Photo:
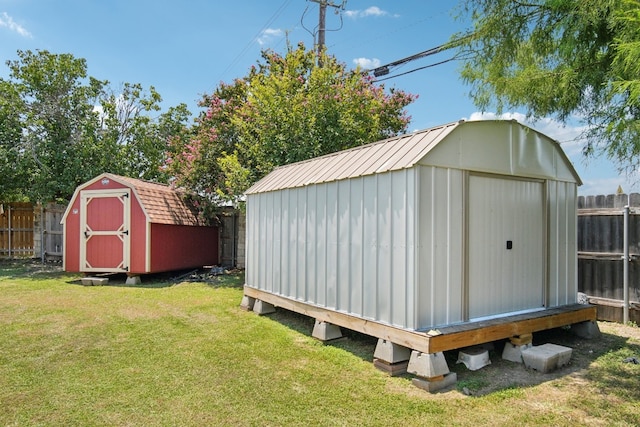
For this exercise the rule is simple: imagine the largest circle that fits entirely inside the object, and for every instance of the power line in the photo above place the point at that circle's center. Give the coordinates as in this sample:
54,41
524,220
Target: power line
275,16
383,70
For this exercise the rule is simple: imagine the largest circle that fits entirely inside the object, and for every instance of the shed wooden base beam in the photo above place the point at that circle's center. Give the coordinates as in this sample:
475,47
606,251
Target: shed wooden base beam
450,337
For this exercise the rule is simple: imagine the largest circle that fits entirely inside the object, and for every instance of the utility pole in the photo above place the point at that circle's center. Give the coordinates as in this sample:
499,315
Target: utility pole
321,24
322,16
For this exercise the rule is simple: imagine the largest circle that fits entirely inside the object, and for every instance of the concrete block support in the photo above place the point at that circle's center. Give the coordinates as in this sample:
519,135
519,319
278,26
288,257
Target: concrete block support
247,303
588,330
427,365
433,386
326,331
133,280
260,307
391,358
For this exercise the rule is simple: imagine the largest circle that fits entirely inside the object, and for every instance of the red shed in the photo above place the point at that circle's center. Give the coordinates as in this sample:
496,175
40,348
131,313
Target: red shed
119,224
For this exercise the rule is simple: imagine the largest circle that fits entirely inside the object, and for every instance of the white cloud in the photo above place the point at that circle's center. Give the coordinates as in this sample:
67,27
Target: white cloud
567,135
269,34
370,11
8,22
366,63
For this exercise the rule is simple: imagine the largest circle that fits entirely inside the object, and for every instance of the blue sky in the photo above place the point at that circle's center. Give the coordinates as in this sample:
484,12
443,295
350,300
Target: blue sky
184,49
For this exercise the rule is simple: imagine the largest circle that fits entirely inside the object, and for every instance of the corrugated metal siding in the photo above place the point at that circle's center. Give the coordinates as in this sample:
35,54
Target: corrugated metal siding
600,245
349,245
562,245
380,231
441,247
384,156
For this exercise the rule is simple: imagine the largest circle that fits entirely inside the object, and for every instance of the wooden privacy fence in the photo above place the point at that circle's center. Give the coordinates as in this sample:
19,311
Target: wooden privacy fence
31,231
16,230
601,253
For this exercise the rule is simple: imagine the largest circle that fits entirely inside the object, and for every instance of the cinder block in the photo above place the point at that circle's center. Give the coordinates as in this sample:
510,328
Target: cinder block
326,331
392,369
474,358
390,352
261,307
427,365
513,353
133,280
433,386
247,303
547,357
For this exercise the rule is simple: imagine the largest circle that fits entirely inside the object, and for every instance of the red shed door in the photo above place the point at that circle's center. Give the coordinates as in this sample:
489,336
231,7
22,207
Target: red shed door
104,230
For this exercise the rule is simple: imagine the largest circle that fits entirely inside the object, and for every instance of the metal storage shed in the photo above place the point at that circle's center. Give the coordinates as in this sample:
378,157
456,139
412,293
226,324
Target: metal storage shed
446,227
119,224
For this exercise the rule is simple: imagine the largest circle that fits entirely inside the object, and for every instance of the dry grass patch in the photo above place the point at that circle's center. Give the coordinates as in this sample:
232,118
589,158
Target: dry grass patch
185,354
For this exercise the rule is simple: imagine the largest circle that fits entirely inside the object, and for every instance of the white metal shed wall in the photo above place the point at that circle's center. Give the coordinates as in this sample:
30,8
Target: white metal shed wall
562,230
346,245
440,257
381,231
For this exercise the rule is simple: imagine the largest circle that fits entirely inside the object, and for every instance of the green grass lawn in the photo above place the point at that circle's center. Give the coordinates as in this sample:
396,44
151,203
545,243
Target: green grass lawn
167,353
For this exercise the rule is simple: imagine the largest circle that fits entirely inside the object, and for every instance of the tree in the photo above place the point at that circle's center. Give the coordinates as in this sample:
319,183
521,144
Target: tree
60,127
562,59
286,109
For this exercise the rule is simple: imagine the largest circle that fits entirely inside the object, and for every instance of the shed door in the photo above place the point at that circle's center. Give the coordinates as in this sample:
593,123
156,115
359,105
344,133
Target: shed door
104,230
506,246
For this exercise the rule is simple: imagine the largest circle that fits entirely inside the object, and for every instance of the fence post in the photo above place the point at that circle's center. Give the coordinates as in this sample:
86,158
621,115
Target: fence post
625,267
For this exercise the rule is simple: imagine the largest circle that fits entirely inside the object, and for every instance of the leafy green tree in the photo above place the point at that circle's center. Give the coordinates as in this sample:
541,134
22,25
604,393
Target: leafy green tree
286,109
563,59
60,127
10,133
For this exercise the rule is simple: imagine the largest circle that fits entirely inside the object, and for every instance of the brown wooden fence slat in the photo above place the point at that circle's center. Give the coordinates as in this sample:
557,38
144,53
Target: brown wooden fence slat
600,245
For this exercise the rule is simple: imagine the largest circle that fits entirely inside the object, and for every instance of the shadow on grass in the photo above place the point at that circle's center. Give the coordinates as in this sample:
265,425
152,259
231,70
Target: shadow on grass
599,361
228,279
358,344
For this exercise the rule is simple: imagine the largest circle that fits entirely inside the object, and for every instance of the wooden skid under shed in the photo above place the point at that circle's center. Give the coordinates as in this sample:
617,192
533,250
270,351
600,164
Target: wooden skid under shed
450,337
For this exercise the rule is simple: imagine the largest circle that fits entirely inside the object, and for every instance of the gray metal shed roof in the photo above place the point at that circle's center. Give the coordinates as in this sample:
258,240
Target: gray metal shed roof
394,153
399,152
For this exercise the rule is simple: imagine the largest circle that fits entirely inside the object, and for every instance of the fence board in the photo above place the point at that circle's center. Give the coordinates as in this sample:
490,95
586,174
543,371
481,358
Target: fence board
600,245
16,230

Task to carry out: Locate the line that contains "of the leafy", then please quote it and every line after it to the end of the entries above, exactly and with nothing else.

Completed task:
For this exercise the rule is simple: imagine the largest circle that fits entirely inside the object, and for every instance of the leafy green tree in the photo above place the point at that circle's center. Give the coordinates as in this sample:
541,134
22,25
604,393
Target: leafy green tree
286,109
563,59
60,127
10,133
For this exercise the rule is simple: imagine the largest circle that fits entirely inside the object, and for every instance of the brown wooden fence slat in the photo above place the point at that circle's center. Give the coordinates as in this sample:
557,38
144,53
Target: brown wooden fence slat
600,245
For this exercise the rule is simple: imagine the largest circle that fits entirely inside the object, and for every instance of the shadow on grass in the photo above place the point at that circle's center. Give the coordinates as in this sample:
265,425
152,259
231,70
Target: shadow on grass
599,361
228,279
358,344
For this exercise the rule is simple: imagine the largest circle that fits entirely inside the object, and for every instance of the wooden skid under shed in the photo above place the point at that circle's center. Give the coordinates as in this sample:
617,192
533,250
270,351
600,164
Target: wooden skid under shed
450,337
For this exercise the rule is simple: imagine the largest circle that fits entirely inside the object, and for every instance of the gray metal shed roof in the photo above place the point at that circle's center. Give the coordinates as in this sample:
258,240
Target: gray metal shed roof
394,153
399,152
For this exercise the rule is simple: imagine the largest circle that fits entirely inside the object, and for every instance of the fence board in the photo above place the point at that circle's center. Give the coordinates as in this sample:
490,95
586,174
543,371
481,358
Target: fence board
600,245
16,230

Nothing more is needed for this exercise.